Goal of the exercise — Reproduce the listing below word for word, leaving out the pictures.
>> start
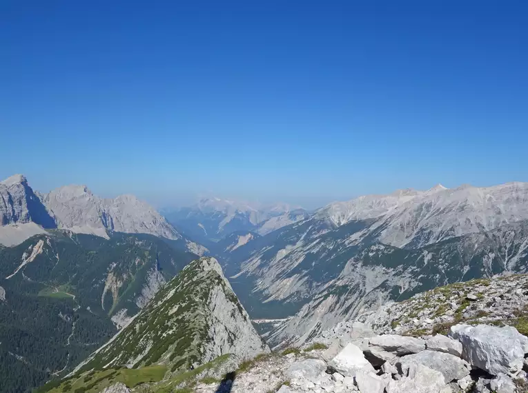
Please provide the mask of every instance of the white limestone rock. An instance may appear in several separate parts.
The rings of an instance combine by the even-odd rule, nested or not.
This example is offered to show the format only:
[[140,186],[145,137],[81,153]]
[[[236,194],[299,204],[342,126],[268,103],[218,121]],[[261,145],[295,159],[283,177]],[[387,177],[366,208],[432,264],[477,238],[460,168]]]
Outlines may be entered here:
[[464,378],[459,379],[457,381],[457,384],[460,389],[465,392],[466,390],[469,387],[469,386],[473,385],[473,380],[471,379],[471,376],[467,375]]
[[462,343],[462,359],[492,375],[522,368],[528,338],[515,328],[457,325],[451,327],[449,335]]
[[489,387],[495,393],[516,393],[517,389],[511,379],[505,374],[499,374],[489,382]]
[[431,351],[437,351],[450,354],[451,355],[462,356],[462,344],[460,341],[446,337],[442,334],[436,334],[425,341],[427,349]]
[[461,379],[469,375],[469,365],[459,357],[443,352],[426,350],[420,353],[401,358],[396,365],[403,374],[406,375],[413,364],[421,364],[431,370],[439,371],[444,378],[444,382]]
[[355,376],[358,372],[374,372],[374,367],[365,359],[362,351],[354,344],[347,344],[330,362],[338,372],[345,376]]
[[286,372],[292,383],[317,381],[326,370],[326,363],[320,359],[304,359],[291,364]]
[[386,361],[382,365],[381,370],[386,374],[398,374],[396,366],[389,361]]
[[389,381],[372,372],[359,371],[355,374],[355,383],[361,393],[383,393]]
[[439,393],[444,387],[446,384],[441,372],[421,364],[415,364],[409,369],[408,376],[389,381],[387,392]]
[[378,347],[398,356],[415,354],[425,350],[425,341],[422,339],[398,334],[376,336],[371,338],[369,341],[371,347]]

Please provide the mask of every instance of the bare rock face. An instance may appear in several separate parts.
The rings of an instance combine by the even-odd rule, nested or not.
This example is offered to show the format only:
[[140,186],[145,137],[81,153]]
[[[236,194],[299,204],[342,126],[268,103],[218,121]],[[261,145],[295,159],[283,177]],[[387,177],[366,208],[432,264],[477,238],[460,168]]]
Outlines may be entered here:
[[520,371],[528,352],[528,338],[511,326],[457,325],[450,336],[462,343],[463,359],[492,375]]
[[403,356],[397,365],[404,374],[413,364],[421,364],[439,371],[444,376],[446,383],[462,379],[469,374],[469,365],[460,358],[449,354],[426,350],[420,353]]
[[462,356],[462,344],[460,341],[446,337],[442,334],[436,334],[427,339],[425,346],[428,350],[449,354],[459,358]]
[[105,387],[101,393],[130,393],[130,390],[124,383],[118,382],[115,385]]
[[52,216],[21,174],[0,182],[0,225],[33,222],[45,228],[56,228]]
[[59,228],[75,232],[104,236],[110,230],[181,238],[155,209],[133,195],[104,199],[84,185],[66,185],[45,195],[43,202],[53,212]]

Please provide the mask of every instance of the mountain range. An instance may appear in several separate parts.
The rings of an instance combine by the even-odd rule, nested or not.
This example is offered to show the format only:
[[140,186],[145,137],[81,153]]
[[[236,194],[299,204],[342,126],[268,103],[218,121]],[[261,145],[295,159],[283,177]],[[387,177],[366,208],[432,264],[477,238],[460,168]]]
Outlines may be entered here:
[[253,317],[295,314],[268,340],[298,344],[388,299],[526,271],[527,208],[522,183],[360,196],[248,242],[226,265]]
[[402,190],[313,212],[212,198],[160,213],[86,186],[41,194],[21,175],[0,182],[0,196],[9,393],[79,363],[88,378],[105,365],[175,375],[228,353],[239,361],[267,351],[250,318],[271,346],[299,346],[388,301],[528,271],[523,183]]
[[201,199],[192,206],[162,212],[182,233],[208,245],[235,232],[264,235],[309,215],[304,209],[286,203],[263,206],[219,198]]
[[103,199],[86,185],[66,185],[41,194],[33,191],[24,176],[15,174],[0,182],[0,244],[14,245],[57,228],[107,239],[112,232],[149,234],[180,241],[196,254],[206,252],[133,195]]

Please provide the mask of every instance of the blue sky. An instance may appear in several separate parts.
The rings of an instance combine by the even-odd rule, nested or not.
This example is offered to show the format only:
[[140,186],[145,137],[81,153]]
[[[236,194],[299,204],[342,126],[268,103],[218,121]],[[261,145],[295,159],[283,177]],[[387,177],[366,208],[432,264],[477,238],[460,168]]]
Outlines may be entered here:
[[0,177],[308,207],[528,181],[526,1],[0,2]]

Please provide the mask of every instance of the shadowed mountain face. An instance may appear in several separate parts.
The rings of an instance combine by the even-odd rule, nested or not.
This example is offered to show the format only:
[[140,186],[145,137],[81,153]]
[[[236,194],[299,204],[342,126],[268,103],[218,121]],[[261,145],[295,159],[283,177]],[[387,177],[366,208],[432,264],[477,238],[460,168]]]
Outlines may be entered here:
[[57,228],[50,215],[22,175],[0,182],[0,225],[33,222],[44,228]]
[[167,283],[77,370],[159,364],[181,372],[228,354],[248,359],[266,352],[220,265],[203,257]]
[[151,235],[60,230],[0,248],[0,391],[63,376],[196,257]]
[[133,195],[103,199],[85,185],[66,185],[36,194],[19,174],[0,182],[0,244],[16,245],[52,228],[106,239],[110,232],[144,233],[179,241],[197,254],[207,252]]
>> end
Response below —
Please provide the mask of every instance of the white limestone rock. An instance may appear in several separate parts.
The rings of an instance combine by the even-odd rule, nested or not.
This example is offered to show the format only:
[[140,186],[145,137],[81,153]]
[[[236,194],[299,204],[342,126],[268,103],[218,121]],[[261,145],[295,159],[283,177]],[[387,177],[366,208],[432,264],[477,238],[460,168]]]
Outlines may be entered here:
[[464,378],[459,379],[457,381],[457,384],[460,389],[465,392],[466,390],[469,387],[469,386],[473,385],[473,380],[471,379],[471,376],[467,375]]
[[462,343],[462,359],[492,375],[522,368],[528,338],[515,328],[457,325],[451,327],[449,335]]
[[489,387],[495,393],[516,393],[517,389],[511,379],[505,374],[499,374],[489,382]]
[[431,351],[437,351],[450,354],[451,355],[462,356],[462,344],[460,341],[446,337],[442,334],[436,334],[425,341],[427,349]]
[[461,379],[469,375],[469,365],[459,357],[443,352],[426,350],[420,353],[401,358],[396,365],[403,374],[406,375],[413,364],[421,364],[431,370],[439,371],[444,378],[444,382]]
[[355,376],[358,372],[374,372],[374,367],[365,359],[362,351],[354,344],[347,344],[330,362],[338,372],[345,376]]
[[286,372],[292,383],[317,381],[326,370],[326,363],[320,359],[304,359],[291,364]]
[[386,361],[382,365],[381,370],[386,374],[398,374],[396,366],[389,361]]
[[389,381],[372,372],[359,371],[355,374],[355,383],[361,393],[383,393]]
[[439,393],[444,387],[446,384],[441,372],[421,364],[415,364],[409,369],[408,376],[389,381],[387,392]]
[[378,347],[398,356],[415,354],[425,350],[425,341],[422,339],[398,334],[376,336],[371,338],[369,341],[371,347]]

Please provide the mask of every instance of the bare rock face. An instance may appear in several separate parts.
The rings of an instance combine by the even-odd rule, nested or not.
This example is offered to show the format only:
[[140,186],[145,137],[81,153]]
[[[236,194],[299,204],[342,126],[268,103],[218,121]],[[261,145],[295,159],[283,177]],[[387,177],[366,208],[432,264],[477,238],[460,168]]]
Outlines may be entered here:
[[520,371],[528,352],[528,338],[511,326],[457,325],[450,336],[462,343],[463,359],[492,375]]
[[403,356],[397,365],[404,374],[413,364],[421,364],[439,371],[444,376],[446,383],[462,379],[469,374],[469,365],[460,358],[449,354],[426,350],[420,353]]
[[462,356],[462,344],[460,341],[446,337],[442,334],[436,334],[427,339],[425,346],[428,350],[449,354],[459,358]]
[[105,387],[101,393],[130,393],[130,390],[124,383],[118,382],[115,385]]
[[52,216],[21,174],[0,182],[0,225],[33,222],[45,228],[56,228]]
[[59,228],[75,232],[104,236],[110,230],[181,238],[155,209],[133,195],[104,199],[84,185],[66,185],[45,195],[43,202],[53,212]]

Please provide the mask of every instance of the mountain range. An instance may appear in several separate parts.
The rings of an instance combine by the even-odd rule, nested or not.
This example is offered to show the format only:
[[140,186],[145,137],[81,153]]
[[[236,194],[299,204],[342,126],[268,103],[218,121]],[[261,145],[295,159],[283,177]],[[387,177],[366,208],[432,264],[477,238],[460,168]]]
Outlines may be entered here:
[[253,317],[295,314],[268,340],[298,344],[388,299],[526,271],[527,208],[522,183],[360,196],[248,242],[226,265]]
[[402,190],[313,212],[212,198],[160,213],[86,186],[41,194],[21,175],[0,182],[0,196],[9,393],[79,363],[88,378],[105,365],[175,375],[228,353],[239,361],[267,351],[250,318],[271,346],[299,346],[388,301],[528,271],[523,183]]
[[201,199],[192,206],[162,212],[182,233],[208,245],[235,232],[264,235],[309,215],[304,209],[286,203],[263,206],[219,198]]
[[103,199],[86,185],[66,185],[41,194],[33,191],[24,176],[15,174],[0,182],[0,244],[14,245],[57,228],[107,239],[112,232],[149,234],[180,241],[196,254],[206,252],[133,195]]

Please provide the mask of every instance of the blue sky. An instance may appear in several separate parts.
The rings of an instance combine by the even-odd rule, nested or not.
This example is offered to show the format only:
[[140,186],[145,137],[81,153]]
[[[236,194],[299,204],[342,126],[268,103],[218,121]],[[261,145],[295,159],[283,177]],[[387,177],[366,208],[432,264],[477,238],[460,168]]]
Outlines may be entered here:
[[0,177],[308,207],[528,181],[526,1],[0,2]]

Please provide the mask of every instance of the shadowed mountain face. An instance may appear in several separate parts.
The rings of an instance combine by the even-odd rule, nested or not.
This example is offered to show the format only:
[[140,186],[145,137],[81,153]]
[[[236,194],[299,204],[342,126],[268,103],[218,121]],[[261,145],[295,159],[283,177]],[[387,177],[366,208],[432,264],[477,238],[460,168]]]
Outlines may be entered here:
[[57,228],[50,215],[22,175],[0,182],[0,225],[33,222],[44,228]]
[[167,283],[77,370],[159,364],[181,372],[228,354],[248,359],[266,352],[220,265],[203,257]]
[[151,235],[60,230],[0,248],[0,391],[63,376],[196,257]]
[[133,195],[103,199],[85,185],[66,185],[36,194],[19,174],[0,182],[0,244],[16,245],[52,228],[106,239],[110,232],[144,233],[179,241],[197,254],[207,252]]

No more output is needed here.